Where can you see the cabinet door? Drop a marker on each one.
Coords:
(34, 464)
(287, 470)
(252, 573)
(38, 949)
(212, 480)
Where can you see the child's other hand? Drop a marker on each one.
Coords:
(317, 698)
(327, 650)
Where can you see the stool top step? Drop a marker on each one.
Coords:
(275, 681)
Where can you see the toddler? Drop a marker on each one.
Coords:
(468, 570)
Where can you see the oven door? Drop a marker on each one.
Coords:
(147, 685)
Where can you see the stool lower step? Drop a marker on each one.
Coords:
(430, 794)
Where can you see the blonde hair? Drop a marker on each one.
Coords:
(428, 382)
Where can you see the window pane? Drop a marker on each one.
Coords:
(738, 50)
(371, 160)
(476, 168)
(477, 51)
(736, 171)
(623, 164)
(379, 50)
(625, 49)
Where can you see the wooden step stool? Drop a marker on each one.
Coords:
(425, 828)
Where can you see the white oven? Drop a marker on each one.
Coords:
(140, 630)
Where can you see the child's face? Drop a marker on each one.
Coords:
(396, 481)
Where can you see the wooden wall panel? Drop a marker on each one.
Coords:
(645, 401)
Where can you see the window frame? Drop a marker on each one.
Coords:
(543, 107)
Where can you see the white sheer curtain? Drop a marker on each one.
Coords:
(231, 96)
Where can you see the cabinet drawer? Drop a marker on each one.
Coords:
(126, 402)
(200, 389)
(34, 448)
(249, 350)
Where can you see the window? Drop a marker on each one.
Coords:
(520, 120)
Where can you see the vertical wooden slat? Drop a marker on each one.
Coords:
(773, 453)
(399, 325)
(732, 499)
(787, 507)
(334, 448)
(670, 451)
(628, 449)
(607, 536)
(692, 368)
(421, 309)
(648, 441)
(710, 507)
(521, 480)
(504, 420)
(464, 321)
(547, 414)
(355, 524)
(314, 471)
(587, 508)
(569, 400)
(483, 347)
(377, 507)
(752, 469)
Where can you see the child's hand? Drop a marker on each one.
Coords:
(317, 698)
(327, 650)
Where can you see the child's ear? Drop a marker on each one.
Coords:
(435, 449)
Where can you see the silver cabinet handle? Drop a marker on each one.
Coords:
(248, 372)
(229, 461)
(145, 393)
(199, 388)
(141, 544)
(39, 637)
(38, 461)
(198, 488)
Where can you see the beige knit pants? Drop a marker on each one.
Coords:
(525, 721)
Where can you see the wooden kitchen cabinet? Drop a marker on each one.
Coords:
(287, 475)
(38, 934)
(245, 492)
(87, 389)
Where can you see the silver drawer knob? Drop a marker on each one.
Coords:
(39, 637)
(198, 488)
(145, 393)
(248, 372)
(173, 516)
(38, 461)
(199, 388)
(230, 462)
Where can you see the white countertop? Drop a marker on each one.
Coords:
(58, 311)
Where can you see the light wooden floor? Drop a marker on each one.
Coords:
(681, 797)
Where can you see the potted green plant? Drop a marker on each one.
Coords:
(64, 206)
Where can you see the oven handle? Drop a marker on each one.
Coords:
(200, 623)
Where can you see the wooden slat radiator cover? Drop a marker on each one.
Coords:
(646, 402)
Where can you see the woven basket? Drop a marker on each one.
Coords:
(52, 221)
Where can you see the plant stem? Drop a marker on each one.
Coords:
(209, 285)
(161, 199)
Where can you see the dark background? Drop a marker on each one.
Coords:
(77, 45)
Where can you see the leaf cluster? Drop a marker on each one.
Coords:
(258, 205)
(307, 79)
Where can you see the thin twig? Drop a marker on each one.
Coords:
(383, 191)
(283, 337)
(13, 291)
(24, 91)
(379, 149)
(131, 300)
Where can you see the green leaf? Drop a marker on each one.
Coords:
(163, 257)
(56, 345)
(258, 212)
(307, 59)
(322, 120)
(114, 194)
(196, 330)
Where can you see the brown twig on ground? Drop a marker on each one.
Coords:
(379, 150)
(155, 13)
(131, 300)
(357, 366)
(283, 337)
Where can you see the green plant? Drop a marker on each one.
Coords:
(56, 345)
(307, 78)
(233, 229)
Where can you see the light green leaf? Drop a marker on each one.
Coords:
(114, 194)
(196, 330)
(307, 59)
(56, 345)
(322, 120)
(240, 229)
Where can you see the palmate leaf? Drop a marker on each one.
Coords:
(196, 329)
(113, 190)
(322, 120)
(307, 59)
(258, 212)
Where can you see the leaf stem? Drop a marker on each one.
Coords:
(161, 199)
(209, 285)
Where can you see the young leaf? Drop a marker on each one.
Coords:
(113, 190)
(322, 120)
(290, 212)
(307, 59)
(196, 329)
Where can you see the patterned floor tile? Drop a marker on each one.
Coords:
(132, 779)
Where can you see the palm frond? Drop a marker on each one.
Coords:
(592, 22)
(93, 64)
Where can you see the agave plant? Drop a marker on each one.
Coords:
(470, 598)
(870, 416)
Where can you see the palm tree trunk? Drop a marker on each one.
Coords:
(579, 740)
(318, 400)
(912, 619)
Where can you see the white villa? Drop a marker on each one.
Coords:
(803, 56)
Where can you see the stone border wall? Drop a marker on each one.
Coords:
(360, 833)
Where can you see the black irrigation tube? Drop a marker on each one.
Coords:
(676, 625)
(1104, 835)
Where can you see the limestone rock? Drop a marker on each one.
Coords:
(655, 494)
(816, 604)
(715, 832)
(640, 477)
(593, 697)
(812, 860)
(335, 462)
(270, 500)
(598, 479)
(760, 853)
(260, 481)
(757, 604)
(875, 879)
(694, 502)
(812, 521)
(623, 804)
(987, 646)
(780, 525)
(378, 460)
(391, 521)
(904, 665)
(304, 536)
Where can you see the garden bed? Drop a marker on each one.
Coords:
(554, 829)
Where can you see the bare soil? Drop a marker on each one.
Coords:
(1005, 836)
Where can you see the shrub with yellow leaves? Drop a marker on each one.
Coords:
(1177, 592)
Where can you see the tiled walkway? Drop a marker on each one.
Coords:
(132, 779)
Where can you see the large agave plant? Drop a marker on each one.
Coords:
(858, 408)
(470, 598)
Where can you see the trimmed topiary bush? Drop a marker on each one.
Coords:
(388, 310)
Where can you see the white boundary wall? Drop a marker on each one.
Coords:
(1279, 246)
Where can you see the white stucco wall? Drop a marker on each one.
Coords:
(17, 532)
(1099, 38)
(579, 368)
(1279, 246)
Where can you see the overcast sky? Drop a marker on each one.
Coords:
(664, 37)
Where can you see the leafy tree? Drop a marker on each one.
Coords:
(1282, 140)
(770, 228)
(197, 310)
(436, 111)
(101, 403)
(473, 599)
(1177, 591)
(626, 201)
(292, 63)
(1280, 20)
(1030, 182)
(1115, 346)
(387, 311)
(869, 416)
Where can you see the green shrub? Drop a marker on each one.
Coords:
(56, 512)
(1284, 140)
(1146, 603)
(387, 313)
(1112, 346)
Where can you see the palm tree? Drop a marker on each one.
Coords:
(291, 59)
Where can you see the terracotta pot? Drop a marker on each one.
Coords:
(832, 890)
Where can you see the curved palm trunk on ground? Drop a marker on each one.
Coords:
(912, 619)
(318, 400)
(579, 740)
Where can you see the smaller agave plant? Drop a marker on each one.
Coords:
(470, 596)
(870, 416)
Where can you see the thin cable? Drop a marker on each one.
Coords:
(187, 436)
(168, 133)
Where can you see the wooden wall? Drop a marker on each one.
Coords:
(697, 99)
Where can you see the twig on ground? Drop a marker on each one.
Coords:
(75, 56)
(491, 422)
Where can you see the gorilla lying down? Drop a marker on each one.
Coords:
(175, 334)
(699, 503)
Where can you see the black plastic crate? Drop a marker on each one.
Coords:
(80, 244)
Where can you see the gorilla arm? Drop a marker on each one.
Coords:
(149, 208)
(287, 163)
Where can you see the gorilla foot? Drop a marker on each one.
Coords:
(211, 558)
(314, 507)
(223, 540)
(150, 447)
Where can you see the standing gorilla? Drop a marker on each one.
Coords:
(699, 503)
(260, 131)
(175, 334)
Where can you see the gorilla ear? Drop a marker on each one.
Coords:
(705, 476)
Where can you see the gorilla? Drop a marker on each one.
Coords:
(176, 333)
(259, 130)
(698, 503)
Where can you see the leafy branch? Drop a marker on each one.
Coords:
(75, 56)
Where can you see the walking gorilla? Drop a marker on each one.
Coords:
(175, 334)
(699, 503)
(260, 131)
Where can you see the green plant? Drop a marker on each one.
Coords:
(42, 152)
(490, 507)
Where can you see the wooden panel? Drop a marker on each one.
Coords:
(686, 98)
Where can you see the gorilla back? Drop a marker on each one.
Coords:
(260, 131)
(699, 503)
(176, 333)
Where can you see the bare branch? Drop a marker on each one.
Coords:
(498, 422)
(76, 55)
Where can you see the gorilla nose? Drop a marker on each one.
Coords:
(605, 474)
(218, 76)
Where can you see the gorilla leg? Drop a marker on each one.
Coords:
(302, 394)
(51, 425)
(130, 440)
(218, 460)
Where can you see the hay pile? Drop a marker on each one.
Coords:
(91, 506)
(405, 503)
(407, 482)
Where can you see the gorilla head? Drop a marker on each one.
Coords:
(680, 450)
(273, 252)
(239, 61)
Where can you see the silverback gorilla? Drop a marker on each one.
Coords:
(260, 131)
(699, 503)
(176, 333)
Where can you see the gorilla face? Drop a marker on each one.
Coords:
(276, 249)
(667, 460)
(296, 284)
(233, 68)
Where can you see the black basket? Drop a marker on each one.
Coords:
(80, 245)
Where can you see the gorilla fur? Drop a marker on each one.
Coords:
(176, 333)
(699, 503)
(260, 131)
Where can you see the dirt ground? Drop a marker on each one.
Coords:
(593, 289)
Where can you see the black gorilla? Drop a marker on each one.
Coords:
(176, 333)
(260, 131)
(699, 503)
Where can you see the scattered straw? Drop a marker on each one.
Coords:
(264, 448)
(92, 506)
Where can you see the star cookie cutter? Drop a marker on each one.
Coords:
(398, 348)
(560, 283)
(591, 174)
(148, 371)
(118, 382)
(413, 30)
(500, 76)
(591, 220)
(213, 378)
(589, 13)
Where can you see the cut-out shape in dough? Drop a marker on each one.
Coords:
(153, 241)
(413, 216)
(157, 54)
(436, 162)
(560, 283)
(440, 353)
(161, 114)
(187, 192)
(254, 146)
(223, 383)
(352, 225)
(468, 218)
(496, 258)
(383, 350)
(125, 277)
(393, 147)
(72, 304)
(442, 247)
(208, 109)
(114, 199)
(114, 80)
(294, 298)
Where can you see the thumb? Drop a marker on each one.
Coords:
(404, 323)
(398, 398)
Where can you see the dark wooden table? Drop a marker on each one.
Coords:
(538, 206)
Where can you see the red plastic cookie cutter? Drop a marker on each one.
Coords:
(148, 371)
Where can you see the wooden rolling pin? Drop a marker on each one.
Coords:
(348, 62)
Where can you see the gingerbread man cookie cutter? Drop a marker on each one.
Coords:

ACTIVITY
Lines from the one containing "Where can you see the star" through the final line of the entries are the only ones to print, and each must match exactly.

RESPONSE TO THIS TASK
Where can you see the star cookie cutter? Drop a marker on each one.
Coords:
(398, 348)
(560, 283)
(591, 174)
(148, 371)
(118, 382)
(413, 30)
(500, 76)
(591, 220)
(213, 378)
(589, 13)
Where can you see the cut-out shape in dough? Drop a marker on each one.
Coords:
(153, 241)
(413, 216)
(157, 54)
(436, 162)
(560, 283)
(440, 353)
(161, 114)
(187, 192)
(254, 146)
(223, 383)
(352, 225)
(468, 218)
(496, 258)
(383, 350)
(125, 277)
(393, 147)
(72, 304)
(442, 247)
(208, 109)
(114, 199)
(114, 80)
(294, 298)
Where can you see the thumb? Drop a marker on each one.
Coords:
(404, 323)
(398, 398)
Where can you see the dark wooden table? Drop a marker on each one.
Coords:
(538, 206)
Where can you see the red plastic cookie cutter? Drop a marker on each one.
Coords:
(148, 371)
Where can you see the wooden rolling pin? Drop a marker on each one.
Coords:
(348, 62)
Where can you see the gingerbread man cookie cutter? Drop a marker on each one.
Coords:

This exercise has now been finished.